Natural language region descriptions
▶

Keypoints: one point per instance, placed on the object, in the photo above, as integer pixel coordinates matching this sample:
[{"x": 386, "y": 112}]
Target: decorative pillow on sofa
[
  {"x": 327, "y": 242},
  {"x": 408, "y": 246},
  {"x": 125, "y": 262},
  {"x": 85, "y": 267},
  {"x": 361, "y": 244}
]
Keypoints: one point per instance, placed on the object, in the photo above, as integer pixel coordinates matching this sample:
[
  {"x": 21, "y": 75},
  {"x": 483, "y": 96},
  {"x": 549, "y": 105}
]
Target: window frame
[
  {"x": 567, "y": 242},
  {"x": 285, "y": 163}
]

◀

Required work: An exact transcription of all the records is needed.

Result of this task:
Keypoints: one point per instance, placed on the object, in the photo above, as integer pixel coordinates matching this sample:
[{"x": 386, "y": 112}]
Target: decorative pillow on sofa
[
  {"x": 327, "y": 242},
  {"x": 408, "y": 246},
  {"x": 125, "y": 262},
  {"x": 85, "y": 267},
  {"x": 361, "y": 244}
]
Keypoints: one point per instance, placed on the object, in the photo above, as integer pixel coordinates matching this sample:
[
  {"x": 21, "y": 75},
  {"x": 483, "y": 96},
  {"x": 549, "y": 105}
]
Target: window frame
[
  {"x": 567, "y": 242},
  {"x": 285, "y": 163}
]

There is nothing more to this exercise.